Study text: Begin

It can terminate the current plan where it's at until given a new prompt, or move to the next item on its todo list /shrug

Waterluvian 4 hours ago | parent | prev | next [-]

If we’re in a shoot first and ask questions later kind of mood and we’re just mowing down zombies (the slow kind) and for whatever reason you point to one and ask if you should shoot it… and I say no… you don’t shoot it!

clbrmbr 4 hours ago | parent | prev | next [-]

This. The models struggle with differentiating tool responses from user messages.

The trouble is these are language models with only a veneer of RL that gives them awareness of the user turn. They have very little pretraining on this idea of being in the head of a computer with different people and systems talking to you at once. —- there’s more that needs to go on than eliciting a pre-learned persona.

reconnecting 5 hours ago | parent | prev | next [-]

There is the link to the full session below.

https://news.ycombinator.com/item?id=47357042#47357656

bensyverson 5 hours ago | parent [-]

Do we know if thinking was on high effort? I've found it sometimes overthinks on high, so I tend to run on medium.

breton 5 hours ago | parent [-]

it was on "max"

stefan_ 5 hours ago | parent | prev | next [-]

This is probably just OpenCode nonsense. After prompting in "plan mode", the models will frequently ask you if you want to implement that, then if you don't switch into "build mode", it will waste five minutes trying but failing to "build" with equally nonsense behavior.

Honestly OpenCode is such a disappointment. Like their bewildering choice to enable random formatters by default; you couldn't come up with a better plan to sabotage models and send them into "I need to figure out what my change is to commit" brainrot loops.

BosunoB 5 hours ago | parent | prev [-]

The whole idea of just sending "no" to an LLM without additional context is kind of silly. It's smart enough to know that if you just didn't want it to proceed, you would just not respond to it.

The fact that you responded to it tells it that it should do something, and so it looks for additional context (for the build mode change) to decide what to do.

furyofantares 4 hours ago | parent | next [-]

I agree the idea of just sending "no" to an LLM without any task for it to do is silly. It doesn't need to know that I don't want it to implement it, it's not waiting for an answer.

Study text: End
Data supplied: Begin

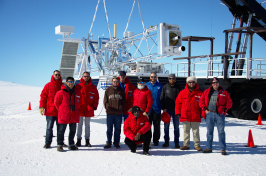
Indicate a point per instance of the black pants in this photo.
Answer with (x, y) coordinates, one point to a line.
(155, 119)
(61, 132)
(146, 138)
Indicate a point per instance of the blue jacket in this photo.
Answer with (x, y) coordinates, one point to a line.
(156, 90)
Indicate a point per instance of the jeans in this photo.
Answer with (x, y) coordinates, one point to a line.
(49, 128)
(155, 119)
(61, 133)
(116, 121)
(145, 138)
(211, 119)
(87, 121)
(176, 128)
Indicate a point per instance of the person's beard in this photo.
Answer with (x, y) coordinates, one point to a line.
(140, 86)
(191, 88)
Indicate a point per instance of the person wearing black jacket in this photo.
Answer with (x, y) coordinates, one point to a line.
(114, 103)
(168, 96)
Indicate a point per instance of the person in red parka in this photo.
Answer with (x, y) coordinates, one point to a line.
(187, 107)
(67, 102)
(129, 88)
(215, 102)
(142, 97)
(47, 106)
(89, 103)
(137, 130)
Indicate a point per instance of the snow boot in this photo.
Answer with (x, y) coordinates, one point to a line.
(78, 144)
(60, 148)
(88, 143)
(107, 145)
(72, 147)
(46, 146)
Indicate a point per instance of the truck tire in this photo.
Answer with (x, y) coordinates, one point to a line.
(250, 105)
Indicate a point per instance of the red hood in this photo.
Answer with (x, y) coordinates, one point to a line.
(127, 80)
(58, 82)
(196, 87)
(83, 82)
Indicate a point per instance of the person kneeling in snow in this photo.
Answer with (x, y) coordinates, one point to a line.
(67, 102)
(137, 130)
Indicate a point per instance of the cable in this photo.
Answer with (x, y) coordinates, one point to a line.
(106, 16)
(96, 9)
(129, 16)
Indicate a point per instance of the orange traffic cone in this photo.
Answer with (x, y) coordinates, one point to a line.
(250, 140)
(29, 108)
(259, 120)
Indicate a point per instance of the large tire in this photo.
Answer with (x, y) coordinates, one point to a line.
(250, 105)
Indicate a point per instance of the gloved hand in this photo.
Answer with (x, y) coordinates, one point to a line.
(146, 114)
(137, 137)
(42, 111)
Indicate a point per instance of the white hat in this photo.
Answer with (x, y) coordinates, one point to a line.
(192, 78)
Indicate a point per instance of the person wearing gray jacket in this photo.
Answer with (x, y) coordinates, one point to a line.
(168, 96)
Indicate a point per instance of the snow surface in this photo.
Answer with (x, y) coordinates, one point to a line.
(22, 152)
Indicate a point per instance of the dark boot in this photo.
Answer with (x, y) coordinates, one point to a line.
(78, 144)
(88, 143)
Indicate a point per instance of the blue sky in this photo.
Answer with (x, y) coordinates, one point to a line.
(30, 50)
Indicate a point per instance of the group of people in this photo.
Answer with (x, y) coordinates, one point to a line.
(140, 107)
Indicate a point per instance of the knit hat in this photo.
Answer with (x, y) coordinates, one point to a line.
(121, 73)
(192, 78)
(215, 79)
(135, 109)
(171, 75)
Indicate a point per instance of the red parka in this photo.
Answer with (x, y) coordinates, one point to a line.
(47, 96)
(129, 90)
(90, 98)
(223, 103)
(132, 126)
(143, 99)
(63, 101)
(187, 104)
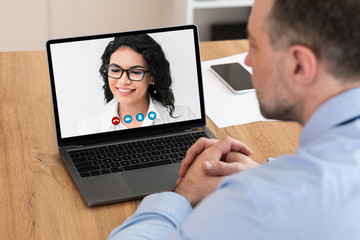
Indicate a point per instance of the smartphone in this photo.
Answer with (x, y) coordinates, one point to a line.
(234, 76)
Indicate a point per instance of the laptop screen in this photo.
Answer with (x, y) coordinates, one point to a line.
(124, 82)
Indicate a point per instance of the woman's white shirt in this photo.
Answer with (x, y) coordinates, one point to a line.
(102, 122)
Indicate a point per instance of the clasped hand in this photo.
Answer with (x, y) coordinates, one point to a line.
(207, 162)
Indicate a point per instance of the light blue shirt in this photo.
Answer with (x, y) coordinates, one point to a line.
(312, 194)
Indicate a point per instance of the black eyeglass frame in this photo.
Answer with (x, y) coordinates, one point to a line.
(127, 72)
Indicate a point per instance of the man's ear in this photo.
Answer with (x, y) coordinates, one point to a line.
(303, 64)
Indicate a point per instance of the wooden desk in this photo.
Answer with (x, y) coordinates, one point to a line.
(38, 199)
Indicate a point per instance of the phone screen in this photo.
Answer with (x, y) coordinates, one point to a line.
(235, 76)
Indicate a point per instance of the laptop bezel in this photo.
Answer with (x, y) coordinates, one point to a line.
(130, 133)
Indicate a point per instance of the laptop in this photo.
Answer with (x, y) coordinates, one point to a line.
(111, 156)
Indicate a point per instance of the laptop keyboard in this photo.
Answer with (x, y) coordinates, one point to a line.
(131, 156)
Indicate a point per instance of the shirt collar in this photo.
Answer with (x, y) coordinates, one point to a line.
(332, 113)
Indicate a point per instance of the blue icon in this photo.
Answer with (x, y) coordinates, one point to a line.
(127, 119)
(140, 117)
(152, 115)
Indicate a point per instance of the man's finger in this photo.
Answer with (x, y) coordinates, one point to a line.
(218, 168)
(196, 149)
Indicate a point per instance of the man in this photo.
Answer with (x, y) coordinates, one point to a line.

Data supplied: End

Which usernames head comments in the forum thread above? List all of them.

* Exercise answer *
Waterluvian, clbrmbr, reconnecting, bensyverson, breton, stefan_, BosunoB, furyofantares